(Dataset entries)
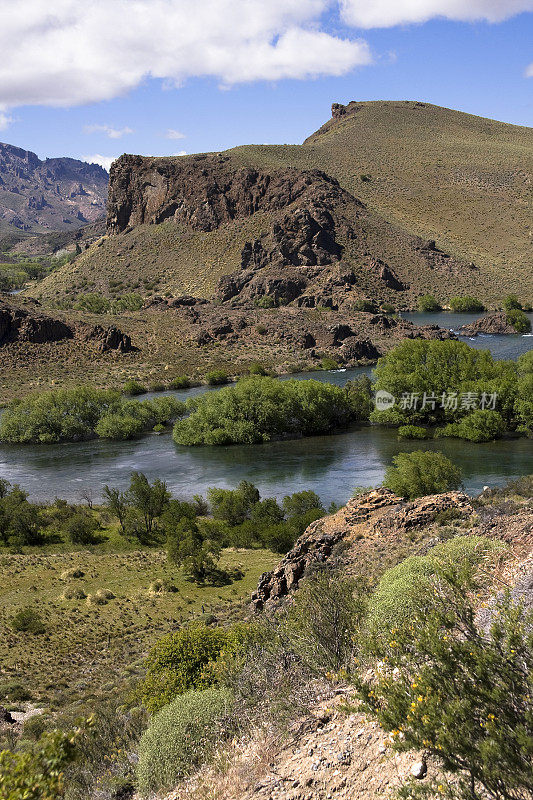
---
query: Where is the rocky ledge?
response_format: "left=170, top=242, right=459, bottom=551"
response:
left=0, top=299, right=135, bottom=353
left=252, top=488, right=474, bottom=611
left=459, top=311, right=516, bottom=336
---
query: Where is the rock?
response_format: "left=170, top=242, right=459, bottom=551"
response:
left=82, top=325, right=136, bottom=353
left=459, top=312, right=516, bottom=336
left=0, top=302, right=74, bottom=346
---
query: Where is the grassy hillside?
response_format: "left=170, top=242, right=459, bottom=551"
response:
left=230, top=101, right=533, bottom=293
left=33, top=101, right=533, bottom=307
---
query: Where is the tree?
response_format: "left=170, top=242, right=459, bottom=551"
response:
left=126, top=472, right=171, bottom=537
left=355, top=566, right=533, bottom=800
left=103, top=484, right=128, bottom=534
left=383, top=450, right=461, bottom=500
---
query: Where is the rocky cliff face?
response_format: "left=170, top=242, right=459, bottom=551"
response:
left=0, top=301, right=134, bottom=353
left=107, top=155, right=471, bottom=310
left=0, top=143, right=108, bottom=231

---

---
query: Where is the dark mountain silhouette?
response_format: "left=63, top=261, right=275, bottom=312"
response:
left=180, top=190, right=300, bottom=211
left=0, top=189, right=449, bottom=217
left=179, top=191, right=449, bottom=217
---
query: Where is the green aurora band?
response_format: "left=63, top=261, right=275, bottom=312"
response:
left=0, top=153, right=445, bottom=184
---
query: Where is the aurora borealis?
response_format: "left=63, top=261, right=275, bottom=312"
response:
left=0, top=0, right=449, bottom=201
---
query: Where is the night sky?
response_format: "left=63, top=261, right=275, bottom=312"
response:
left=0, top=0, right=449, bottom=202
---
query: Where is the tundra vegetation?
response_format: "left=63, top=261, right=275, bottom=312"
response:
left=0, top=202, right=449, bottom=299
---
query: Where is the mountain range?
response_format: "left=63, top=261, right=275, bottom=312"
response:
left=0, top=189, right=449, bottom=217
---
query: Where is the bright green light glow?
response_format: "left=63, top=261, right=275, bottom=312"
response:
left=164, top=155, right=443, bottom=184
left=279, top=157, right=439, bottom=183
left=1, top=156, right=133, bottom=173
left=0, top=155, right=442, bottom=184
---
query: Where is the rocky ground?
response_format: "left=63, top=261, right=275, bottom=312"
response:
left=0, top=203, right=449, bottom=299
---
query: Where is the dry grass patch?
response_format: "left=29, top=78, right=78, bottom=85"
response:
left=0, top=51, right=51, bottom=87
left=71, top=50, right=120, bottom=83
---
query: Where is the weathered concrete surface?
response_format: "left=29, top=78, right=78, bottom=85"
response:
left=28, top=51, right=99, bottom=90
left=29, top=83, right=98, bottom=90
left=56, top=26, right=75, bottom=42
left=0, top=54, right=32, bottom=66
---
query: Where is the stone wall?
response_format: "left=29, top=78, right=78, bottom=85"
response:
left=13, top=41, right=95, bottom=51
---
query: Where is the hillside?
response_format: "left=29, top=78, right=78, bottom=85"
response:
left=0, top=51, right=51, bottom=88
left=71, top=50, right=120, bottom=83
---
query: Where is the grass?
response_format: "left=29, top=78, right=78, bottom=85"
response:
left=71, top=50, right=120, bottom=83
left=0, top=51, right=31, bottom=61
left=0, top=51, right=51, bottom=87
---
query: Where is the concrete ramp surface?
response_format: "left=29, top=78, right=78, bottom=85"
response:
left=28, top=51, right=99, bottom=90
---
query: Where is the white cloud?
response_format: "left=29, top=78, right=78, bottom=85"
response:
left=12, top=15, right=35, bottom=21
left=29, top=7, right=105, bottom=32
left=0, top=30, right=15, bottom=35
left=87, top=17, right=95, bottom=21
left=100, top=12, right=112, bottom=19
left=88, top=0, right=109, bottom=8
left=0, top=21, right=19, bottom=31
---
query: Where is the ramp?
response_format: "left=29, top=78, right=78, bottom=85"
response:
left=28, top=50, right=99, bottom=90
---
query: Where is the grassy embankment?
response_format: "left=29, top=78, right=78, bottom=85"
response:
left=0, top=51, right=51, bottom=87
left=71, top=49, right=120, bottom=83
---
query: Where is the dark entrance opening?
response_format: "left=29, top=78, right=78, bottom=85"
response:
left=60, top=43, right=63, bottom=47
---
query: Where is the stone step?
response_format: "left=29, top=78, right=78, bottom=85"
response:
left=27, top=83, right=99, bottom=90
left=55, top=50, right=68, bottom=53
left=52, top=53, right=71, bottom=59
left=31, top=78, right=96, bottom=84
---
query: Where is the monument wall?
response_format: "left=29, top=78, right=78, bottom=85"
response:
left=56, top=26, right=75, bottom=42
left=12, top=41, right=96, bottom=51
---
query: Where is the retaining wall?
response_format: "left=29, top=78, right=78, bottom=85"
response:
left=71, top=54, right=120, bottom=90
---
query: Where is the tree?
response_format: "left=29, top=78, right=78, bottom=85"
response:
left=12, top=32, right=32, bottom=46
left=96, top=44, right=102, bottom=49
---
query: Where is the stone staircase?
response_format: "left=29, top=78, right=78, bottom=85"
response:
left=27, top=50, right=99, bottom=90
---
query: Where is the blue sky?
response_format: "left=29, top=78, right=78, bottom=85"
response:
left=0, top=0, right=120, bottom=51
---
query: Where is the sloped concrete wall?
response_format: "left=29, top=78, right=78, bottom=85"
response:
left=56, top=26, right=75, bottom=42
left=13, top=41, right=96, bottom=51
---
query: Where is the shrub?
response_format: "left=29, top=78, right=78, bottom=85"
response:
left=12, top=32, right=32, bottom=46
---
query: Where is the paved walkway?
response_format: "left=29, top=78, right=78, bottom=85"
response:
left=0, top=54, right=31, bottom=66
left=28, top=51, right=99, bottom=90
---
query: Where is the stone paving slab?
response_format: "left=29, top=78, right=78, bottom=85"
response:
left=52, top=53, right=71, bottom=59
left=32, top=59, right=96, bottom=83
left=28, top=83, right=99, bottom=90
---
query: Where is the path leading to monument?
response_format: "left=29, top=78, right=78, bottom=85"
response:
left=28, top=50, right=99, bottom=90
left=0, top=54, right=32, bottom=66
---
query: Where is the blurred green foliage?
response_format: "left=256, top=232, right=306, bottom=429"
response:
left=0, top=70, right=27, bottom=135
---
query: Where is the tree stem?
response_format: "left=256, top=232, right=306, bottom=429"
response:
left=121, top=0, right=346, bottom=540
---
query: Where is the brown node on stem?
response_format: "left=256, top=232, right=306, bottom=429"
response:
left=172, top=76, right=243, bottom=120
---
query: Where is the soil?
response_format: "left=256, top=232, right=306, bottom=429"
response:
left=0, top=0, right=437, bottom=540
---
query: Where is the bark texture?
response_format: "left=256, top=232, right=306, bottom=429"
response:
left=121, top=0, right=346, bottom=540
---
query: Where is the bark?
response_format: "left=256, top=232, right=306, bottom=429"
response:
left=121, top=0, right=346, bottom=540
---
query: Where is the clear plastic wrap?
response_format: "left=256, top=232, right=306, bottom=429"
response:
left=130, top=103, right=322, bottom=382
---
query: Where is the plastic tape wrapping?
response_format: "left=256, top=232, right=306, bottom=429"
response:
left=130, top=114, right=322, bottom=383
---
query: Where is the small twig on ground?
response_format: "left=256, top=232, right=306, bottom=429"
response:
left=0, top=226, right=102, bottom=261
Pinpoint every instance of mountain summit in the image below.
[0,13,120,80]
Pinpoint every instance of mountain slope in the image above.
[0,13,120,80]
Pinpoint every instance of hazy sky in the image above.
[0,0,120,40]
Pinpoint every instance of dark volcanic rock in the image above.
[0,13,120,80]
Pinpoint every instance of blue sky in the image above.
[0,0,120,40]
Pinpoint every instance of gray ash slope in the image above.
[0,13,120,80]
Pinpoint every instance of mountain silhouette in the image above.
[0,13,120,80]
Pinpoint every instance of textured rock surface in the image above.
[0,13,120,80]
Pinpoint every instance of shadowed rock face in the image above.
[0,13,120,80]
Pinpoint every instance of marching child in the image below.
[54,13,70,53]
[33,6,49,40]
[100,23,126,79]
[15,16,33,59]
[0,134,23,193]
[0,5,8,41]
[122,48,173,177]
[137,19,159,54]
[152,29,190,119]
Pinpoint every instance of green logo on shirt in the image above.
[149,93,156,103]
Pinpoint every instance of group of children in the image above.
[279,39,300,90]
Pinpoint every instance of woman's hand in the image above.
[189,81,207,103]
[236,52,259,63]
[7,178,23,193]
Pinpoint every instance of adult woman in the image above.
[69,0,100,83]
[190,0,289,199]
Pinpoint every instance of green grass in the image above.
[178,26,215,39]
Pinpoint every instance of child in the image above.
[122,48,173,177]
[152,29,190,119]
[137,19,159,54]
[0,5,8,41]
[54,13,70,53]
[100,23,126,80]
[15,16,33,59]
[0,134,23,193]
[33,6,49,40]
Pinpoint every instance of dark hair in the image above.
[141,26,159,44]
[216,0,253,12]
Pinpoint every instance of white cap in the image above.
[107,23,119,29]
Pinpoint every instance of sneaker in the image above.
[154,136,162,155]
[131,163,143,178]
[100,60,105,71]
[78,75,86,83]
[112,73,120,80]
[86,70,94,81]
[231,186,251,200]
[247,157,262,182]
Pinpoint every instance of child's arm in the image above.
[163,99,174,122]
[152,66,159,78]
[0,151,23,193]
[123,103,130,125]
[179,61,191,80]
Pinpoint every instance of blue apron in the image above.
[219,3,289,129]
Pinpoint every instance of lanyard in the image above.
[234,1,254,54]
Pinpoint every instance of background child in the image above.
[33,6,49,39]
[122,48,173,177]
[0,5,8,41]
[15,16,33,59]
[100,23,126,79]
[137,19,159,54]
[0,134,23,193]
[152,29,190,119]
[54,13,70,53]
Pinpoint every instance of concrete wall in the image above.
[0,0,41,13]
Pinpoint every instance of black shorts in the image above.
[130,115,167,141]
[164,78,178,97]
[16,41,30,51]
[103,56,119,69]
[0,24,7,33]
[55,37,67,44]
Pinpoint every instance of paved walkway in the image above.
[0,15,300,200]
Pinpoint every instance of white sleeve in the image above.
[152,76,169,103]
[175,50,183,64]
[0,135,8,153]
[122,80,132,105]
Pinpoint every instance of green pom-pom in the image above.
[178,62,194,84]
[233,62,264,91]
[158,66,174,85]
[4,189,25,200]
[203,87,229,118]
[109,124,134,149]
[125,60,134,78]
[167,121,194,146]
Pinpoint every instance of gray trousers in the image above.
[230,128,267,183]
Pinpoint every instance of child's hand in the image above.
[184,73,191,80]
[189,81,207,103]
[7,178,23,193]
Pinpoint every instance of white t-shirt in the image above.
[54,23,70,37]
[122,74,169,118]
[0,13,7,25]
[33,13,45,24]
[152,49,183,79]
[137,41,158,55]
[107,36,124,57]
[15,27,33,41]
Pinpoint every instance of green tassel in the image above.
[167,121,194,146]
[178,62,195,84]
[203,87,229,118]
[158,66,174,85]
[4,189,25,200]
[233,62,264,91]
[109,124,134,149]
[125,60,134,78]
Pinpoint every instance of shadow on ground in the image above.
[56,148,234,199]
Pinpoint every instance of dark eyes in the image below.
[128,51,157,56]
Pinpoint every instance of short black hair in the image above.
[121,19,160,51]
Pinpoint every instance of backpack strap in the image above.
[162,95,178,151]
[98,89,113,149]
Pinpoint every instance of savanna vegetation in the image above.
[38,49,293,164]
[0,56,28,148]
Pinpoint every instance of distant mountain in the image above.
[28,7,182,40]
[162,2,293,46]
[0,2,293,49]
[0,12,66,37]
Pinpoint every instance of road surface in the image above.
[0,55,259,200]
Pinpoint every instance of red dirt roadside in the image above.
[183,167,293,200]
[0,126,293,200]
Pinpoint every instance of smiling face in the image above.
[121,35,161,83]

Brief: Rewrite the records starting at the line that contains "Pinpoint every instance of marching" and ending after the line that contains "[219,3,289,129]", replacing every "Pinpoint" with "Mark" and leaving everything else unchanged.

Answer below:
Mark every instance of marching child in the image below.
[54,13,70,53]
[33,6,49,40]
[100,23,126,79]
[15,16,33,59]
[0,134,23,193]
[0,5,8,41]
[122,48,173,177]
[137,19,159,54]
[152,29,190,119]
Mark every instance of green logo on shirt in the image above.
[149,93,156,103]
Mark every instance of group of children in the image above.
[279,39,300,90]
Mark every instance of woman's hand in the image above.
[189,81,207,103]
[236,52,259,63]
[7,178,23,193]
Mark every instance of adult woman in the image above.
[69,0,100,83]
[190,0,289,199]
Mark every instance of green grass in the image above.
[178,26,215,39]
Mark every instance of child in the image above.
[122,48,173,177]
[152,29,190,119]
[137,19,159,54]
[0,5,8,41]
[54,13,70,53]
[100,23,126,80]
[15,16,33,59]
[0,134,23,193]
[33,6,49,40]
Mark every instance of dark hair in the image above.
[141,26,159,44]
[216,0,253,12]
Mark every instance of white cap in the image above.
[107,23,119,29]
Mark every instance of sneaker in the image above.
[154,136,162,155]
[131,163,143,178]
[100,60,105,71]
[78,75,86,83]
[112,73,120,80]
[86,70,94,81]
[231,186,251,200]
[247,157,262,182]
Mark every instance of child's arm in the image above.
[163,99,174,122]
[152,66,159,78]
[0,151,23,193]
[123,103,130,125]
[179,61,191,80]
Mark every instance of blue apron in the image above.
[219,3,289,129]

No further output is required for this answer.